Source records:
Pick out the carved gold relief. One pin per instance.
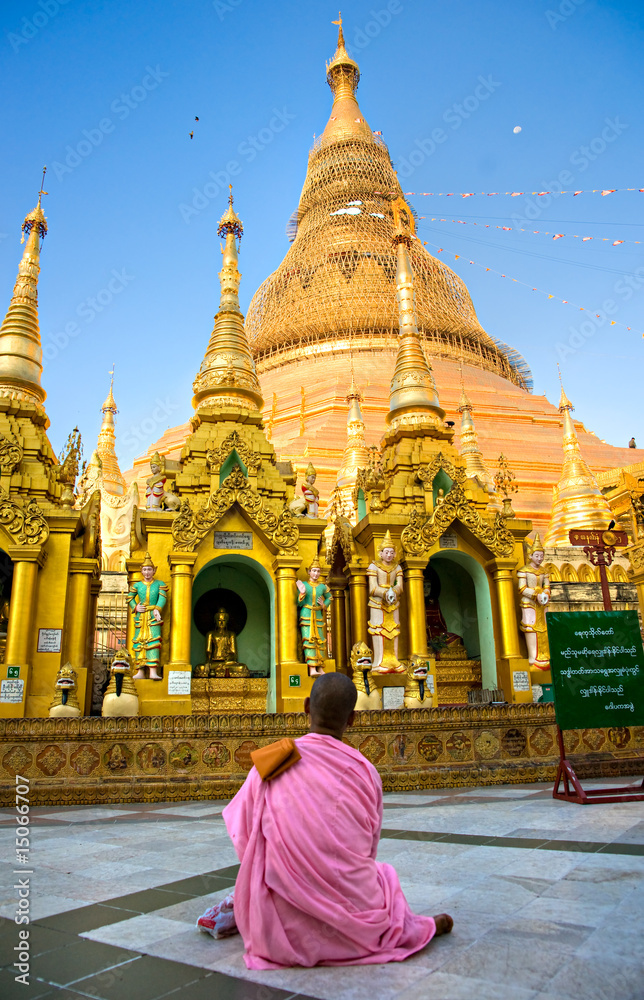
(27, 525)
(215, 457)
(10, 454)
(424, 530)
(189, 527)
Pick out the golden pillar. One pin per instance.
(337, 587)
(286, 568)
(415, 586)
(358, 597)
(94, 591)
(635, 554)
(181, 569)
(22, 608)
(509, 659)
(77, 646)
(503, 575)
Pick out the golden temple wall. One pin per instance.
(173, 758)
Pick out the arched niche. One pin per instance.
(362, 504)
(586, 574)
(442, 482)
(253, 585)
(467, 607)
(229, 464)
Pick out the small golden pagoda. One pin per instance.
(417, 497)
(117, 501)
(233, 550)
(49, 551)
(577, 499)
(355, 456)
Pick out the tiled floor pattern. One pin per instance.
(547, 897)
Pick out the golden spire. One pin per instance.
(577, 500)
(112, 479)
(474, 464)
(20, 348)
(343, 76)
(356, 452)
(227, 375)
(413, 399)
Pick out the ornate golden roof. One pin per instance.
(112, 478)
(227, 375)
(577, 500)
(20, 348)
(335, 289)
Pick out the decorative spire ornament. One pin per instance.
(577, 499)
(475, 467)
(227, 376)
(413, 399)
(112, 477)
(20, 346)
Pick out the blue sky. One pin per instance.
(105, 93)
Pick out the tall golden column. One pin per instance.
(20, 348)
(112, 480)
(181, 569)
(503, 574)
(359, 598)
(78, 641)
(413, 399)
(356, 452)
(227, 375)
(577, 500)
(22, 609)
(338, 586)
(415, 587)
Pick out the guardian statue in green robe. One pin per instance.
(146, 599)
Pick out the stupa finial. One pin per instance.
(112, 478)
(227, 376)
(20, 346)
(578, 501)
(413, 398)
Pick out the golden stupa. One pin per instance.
(330, 308)
(577, 498)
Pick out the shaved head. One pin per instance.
(333, 699)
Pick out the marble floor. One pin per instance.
(547, 899)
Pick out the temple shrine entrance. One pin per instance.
(458, 615)
(243, 588)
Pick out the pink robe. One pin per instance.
(309, 890)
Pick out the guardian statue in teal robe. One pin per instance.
(146, 599)
(312, 601)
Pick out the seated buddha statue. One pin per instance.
(221, 650)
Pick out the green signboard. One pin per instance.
(597, 664)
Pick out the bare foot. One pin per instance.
(444, 924)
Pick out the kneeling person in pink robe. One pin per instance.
(309, 889)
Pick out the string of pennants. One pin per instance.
(539, 232)
(549, 295)
(513, 194)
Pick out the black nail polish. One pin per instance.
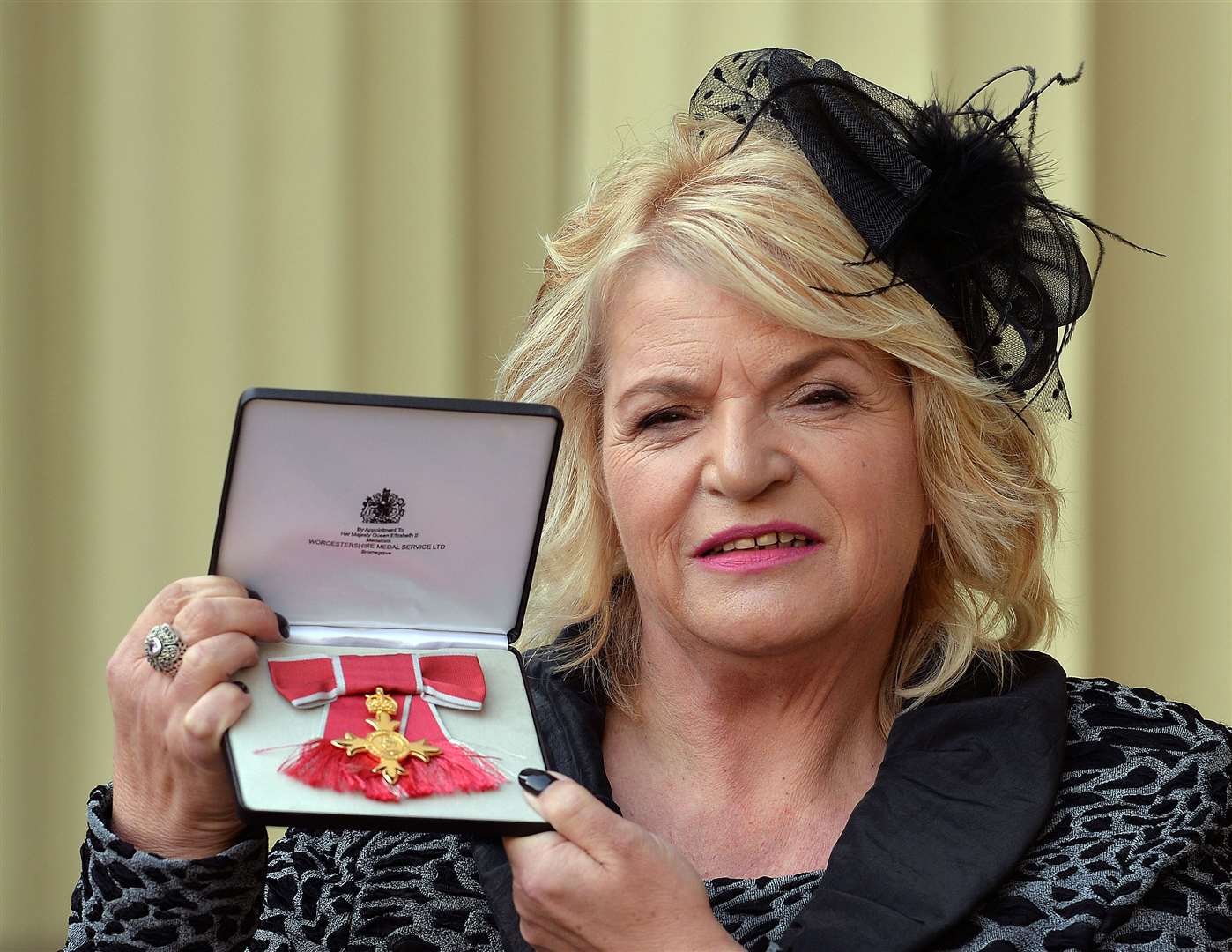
(534, 780)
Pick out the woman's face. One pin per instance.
(722, 428)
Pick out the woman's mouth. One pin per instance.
(765, 541)
(758, 552)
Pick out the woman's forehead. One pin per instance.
(664, 314)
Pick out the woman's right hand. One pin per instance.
(172, 792)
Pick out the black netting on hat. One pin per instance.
(947, 197)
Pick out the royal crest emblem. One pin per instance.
(383, 506)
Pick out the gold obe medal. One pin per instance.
(384, 744)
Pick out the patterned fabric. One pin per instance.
(755, 911)
(1138, 855)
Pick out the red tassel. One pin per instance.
(319, 763)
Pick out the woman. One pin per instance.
(798, 545)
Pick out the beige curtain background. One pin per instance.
(202, 197)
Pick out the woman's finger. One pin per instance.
(210, 661)
(207, 719)
(164, 606)
(204, 617)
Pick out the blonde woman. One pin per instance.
(798, 554)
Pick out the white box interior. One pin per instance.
(472, 486)
(446, 576)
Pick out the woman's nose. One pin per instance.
(745, 457)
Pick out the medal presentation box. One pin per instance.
(397, 535)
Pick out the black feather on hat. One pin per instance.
(947, 197)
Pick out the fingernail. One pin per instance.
(534, 780)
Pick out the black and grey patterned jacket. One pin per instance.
(1062, 814)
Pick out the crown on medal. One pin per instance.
(381, 703)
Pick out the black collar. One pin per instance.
(965, 786)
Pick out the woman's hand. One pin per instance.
(172, 792)
(600, 882)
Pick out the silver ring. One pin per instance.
(164, 649)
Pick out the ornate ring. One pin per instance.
(164, 649)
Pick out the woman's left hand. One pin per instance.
(601, 883)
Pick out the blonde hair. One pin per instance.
(759, 224)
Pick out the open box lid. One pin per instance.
(371, 514)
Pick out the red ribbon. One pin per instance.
(418, 684)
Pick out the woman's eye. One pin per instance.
(661, 418)
(826, 397)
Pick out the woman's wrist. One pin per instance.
(167, 831)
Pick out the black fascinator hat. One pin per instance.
(947, 197)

* Short task: Give the lines above as a JSON list of strings, one string per line, skipping any blank lines. Leave the pictures out.

* Response to the task:
[
  "Pick out the carved gold relief. One pin per instance.",
  "(27, 525)",
  "(215, 457)",
  "(10, 454)",
  "(424, 530)",
  "(189, 527)",
  "Pick out the golden pillar. One pin per instance.",
  "(337, 587)",
  "(286, 568)",
  "(415, 586)",
  "(358, 597)",
  "(94, 591)",
  "(635, 554)",
  "(181, 569)",
  "(22, 608)",
  "(509, 659)",
  "(77, 646)",
  "(503, 575)",
  "Pick out the golden temple wall. One pin per instance.",
  "(173, 758)",
  "Pick out the arched niche. One pin per instance.",
  "(362, 504)",
  "(586, 574)",
  "(442, 482)",
  "(253, 585)",
  "(467, 607)",
  "(229, 464)",
  "Pick out the small golden pagoda. One pin per instance.",
  "(417, 497)",
  "(117, 501)",
  "(233, 550)",
  "(49, 551)",
  "(577, 499)",
  "(355, 456)",
  "Pick out the tiled floor pattern. One pin per instance.",
  "(547, 897)",
  "Pick out the golden spire. One pin per instance.",
  "(577, 500)",
  "(112, 479)",
  "(474, 464)",
  "(20, 348)",
  "(343, 76)",
  "(356, 452)",
  "(227, 375)",
  "(413, 399)",
  "Pick out the ornate golden roof. One pin per instance.",
  "(112, 478)",
  "(227, 375)",
  "(577, 500)",
  "(20, 348)",
  "(335, 289)",
  "Pick out the decorative spire ornament. One pin per instance.",
  "(577, 499)",
  "(475, 467)",
  "(227, 376)",
  "(413, 399)",
  "(112, 477)",
  "(20, 346)",
  "Pick out the blue sky. One pin per instance.",
  "(105, 93)",
  "Pick out the tall golden column. One pin per instance.",
  "(20, 348)",
  "(112, 480)",
  "(181, 569)",
  "(503, 574)",
  "(359, 598)",
  "(78, 641)",
  "(413, 399)",
  "(356, 452)",
  "(227, 375)",
  "(577, 500)",
  "(22, 609)",
  "(338, 586)",
  "(415, 587)",
  "Pick out the guardian statue in green robe. One pin per instance.",
  "(146, 599)",
  "Pick out the stupa finial. One pin per instance.",
  "(112, 478)",
  "(227, 376)",
  "(20, 346)",
  "(578, 501)",
  "(413, 398)",
  "Pick out the golden stupa. One pin per instance.",
  "(330, 308)",
  "(577, 498)",
  "Pick out the shaved head. One pin per instance.",
  "(333, 699)",
  "Pick out the marble floor. One pin per instance.",
  "(547, 899)",
  "Pick out the temple shrine entrance. One pin per instance.",
  "(458, 615)",
  "(243, 588)",
  "Pick out the pink robe. One pin per instance.",
  "(309, 890)",
  "Pick out the guardian statue in teal robe. One pin per instance.",
  "(146, 599)",
  "(312, 601)",
  "Pick out the seated buddha statue. One pin per instance.",
  "(221, 650)",
  "Pick out the green signboard. One pin per instance.",
  "(597, 664)",
  "Pick out the bare foot. One pin per instance.",
  "(444, 924)",
  "Pick out the kneeling person in pink robe. One pin per instance.",
  "(309, 889)",
  "Pick out the string of pennants. One pin per instance.",
  "(539, 232)",
  "(549, 295)",
  "(513, 194)",
  "Pick out the black nail polish. One pin per instance.",
  "(534, 780)",
  "Pick out the woman's face. One pin per instance.",
  "(722, 428)",
  "Pick out the woman's mouth. One pin per instance.",
  "(765, 541)",
  "(758, 552)",
  "Pick out the woman's forehead. One pin per instance.",
  "(664, 314)",
  "Pick out the woman's right hand. One pin per instance.",
  "(172, 792)",
  "Pick out the black netting on hat. One pin per instance.",
  "(947, 197)",
  "Pick out the royal crest emblem. One pin per instance.",
  "(383, 506)",
  "Pick out the gold obe medal. One pin per instance.",
  "(384, 744)",
  "Pick out the patterned fabric. One pin per instance.",
  "(755, 911)",
  "(1138, 855)",
  "Pick out the red tassel. One pin per instance.",
  "(319, 763)",
  "Pick out the woman. One pin per instance.",
  "(798, 545)",
  "Pick out the beige curtain background. One pin per instance.",
  "(202, 197)",
  "Pick out the woman's finger. One pin per instance.",
  "(210, 661)",
  "(207, 719)",
  "(164, 606)",
  "(204, 617)",
  "Pick out the blonde woman. One pin per instance.",
  "(798, 554)",
  "Pick out the white box interior. One pin per instance.",
  "(472, 486)",
  "(446, 576)",
  "Pick out the woman's nose. One pin per instance.",
  "(745, 457)",
  "Pick out the medal presentation box. One pin per instance.",
  "(397, 535)",
  "Pick out the black feather on hat. One pin per instance.",
  "(947, 197)",
  "Pick out the fingernail. One pin per instance.",
  "(534, 780)",
  "Pick out the black and grey patterned jacket. One pin per instance.",
  "(1062, 814)",
  "Pick out the crown on medal. One pin per instance.",
  "(381, 703)",
  "Pick out the black collar. One pin per instance.",
  "(965, 786)",
  "Pick out the woman's hand. One pin per instance.",
  "(172, 792)",
  "(600, 882)",
  "Pick out the silver ring. One pin per instance.",
  "(164, 649)",
  "Pick out the ornate ring. One pin per instance.",
  "(164, 649)",
  "Pick out the woman's left hand. One pin per instance.",
  "(601, 883)",
  "Pick out the blonde hair. One pin per instance.",
  "(759, 224)",
  "Pick out the open box lid. One pin per instance.",
  "(371, 514)",
  "Pick out the red ribbon. One pin per instance.",
  "(418, 684)",
  "Pick out the woman's eye. One pin per instance.",
  "(661, 418)",
  "(826, 397)",
  "Pick out the woman's wrist. One pin per instance.",
  "(167, 831)",
  "Pick out the black fascinator hat. One pin per instance.",
  "(947, 197)"
]